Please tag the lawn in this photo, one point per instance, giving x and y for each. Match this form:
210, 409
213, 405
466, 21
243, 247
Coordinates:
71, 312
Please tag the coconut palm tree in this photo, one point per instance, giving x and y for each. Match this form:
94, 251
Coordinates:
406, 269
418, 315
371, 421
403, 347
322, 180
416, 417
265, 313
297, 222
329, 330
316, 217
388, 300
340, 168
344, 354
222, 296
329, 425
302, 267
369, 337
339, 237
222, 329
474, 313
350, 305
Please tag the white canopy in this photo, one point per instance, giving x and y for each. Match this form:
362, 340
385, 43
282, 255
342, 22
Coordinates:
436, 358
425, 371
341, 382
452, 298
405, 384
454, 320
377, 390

Task objective | Copy every line of the material above, with the requests and their sample points left unchanged. Multiply each answer coordinate listed after "Coordinates:" by 0.55 and round it to a whole number, rounding halves up.

Result |
Please tag the lawn in this photo, one point per instance, giving x and y for each. Match this form:
210, 409
213, 405
466, 21
243, 247
Coordinates:
39, 172
Please tag the coconut palm tree in this photo, one point per instance, giving x and y for each. Match this form:
94, 251
Coordinates:
223, 148
230, 173
204, 232
222, 191
177, 99
229, 229
146, 172
163, 122
181, 182
174, 119
213, 165
187, 92
189, 195
122, 163
181, 234
166, 147
203, 185
186, 130
122, 181
261, 172
193, 168
Please tag the white canopy in this photo, one point per instance, giving x and y for each. Match this form:
362, 340
385, 43
282, 255
342, 22
Coordinates:
240, 197
234, 204
188, 210
249, 164
223, 211
250, 176
207, 215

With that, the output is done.